Materials provided:
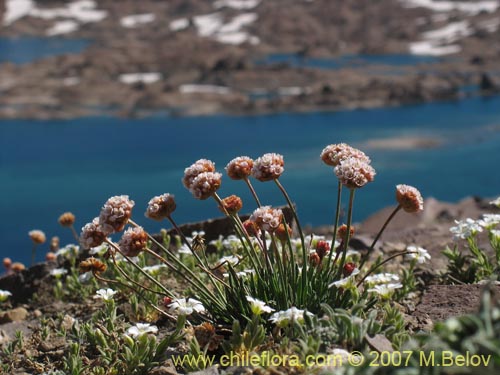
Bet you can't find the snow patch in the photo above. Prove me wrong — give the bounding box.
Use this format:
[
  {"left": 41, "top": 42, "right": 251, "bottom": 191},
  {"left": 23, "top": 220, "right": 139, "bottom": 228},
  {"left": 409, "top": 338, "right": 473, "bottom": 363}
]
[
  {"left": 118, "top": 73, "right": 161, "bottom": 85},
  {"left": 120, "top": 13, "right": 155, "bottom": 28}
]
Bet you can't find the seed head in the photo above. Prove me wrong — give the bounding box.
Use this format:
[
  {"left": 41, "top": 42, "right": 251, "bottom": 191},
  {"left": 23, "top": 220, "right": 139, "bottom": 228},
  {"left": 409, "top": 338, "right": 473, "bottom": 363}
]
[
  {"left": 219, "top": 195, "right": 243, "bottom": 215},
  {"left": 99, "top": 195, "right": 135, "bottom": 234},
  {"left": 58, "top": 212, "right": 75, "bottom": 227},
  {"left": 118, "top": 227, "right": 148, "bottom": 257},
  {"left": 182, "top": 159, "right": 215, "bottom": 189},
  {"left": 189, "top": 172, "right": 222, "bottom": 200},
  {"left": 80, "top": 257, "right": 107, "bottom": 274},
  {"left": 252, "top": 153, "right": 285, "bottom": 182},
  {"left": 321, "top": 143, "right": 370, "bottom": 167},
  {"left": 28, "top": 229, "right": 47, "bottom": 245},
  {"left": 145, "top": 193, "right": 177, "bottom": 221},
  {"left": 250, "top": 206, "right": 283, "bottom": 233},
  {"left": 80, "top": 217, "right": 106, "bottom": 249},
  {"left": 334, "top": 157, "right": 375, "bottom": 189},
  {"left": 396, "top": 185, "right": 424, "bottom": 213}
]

What this task involves:
Can you convert the records above into a numbered list with one line per item, skipping blank lines and leaving the pictures out?

Response:
1. Bet you can't find the snow patch in the photo above. Prove me wrong — give the bounding box.
2. Use this format:
3. [
4.   {"left": 41, "top": 42, "right": 251, "bottom": 191},
5.   {"left": 23, "top": 220, "right": 139, "bottom": 228},
6.   {"left": 409, "top": 338, "right": 473, "bottom": 363}
7. ]
8. [
9.   {"left": 118, "top": 73, "right": 161, "bottom": 85},
10.   {"left": 120, "top": 13, "right": 155, "bottom": 28}
11. ]
12. Bet you can't find the seed head in the photo above. Prove me wrong — give the bounding box.
13. Use this format:
14. [
15.   {"left": 41, "top": 42, "right": 251, "bottom": 191},
16.   {"left": 23, "top": 220, "right": 139, "bottom": 228},
17.   {"left": 409, "top": 338, "right": 473, "bottom": 363}
18. ]
19. [
20.   {"left": 219, "top": 195, "right": 243, "bottom": 215},
21.   {"left": 99, "top": 195, "right": 135, "bottom": 234},
22.   {"left": 58, "top": 212, "right": 75, "bottom": 227},
23.   {"left": 118, "top": 227, "right": 148, "bottom": 257},
24.   {"left": 182, "top": 159, "right": 215, "bottom": 189},
25.   {"left": 189, "top": 172, "right": 222, "bottom": 200},
26.   {"left": 80, "top": 257, "right": 107, "bottom": 274},
27.   {"left": 252, "top": 153, "right": 285, "bottom": 182},
28.   {"left": 321, "top": 143, "right": 370, "bottom": 167},
29.   {"left": 28, "top": 229, "right": 47, "bottom": 245},
30.   {"left": 145, "top": 193, "right": 177, "bottom": 221},
31.   {"left": 250, "top": 206, "right": 283, "bottom": 233},
32.   {"left": 80, "top": 217, "right": 106, "bottom": 249},
33.   {"left": 334, "top": 157, "right": 375, "bottom": 189},
34.   {"left": 396, "top": 185, "right": 424, "bottom": 213}
35. ]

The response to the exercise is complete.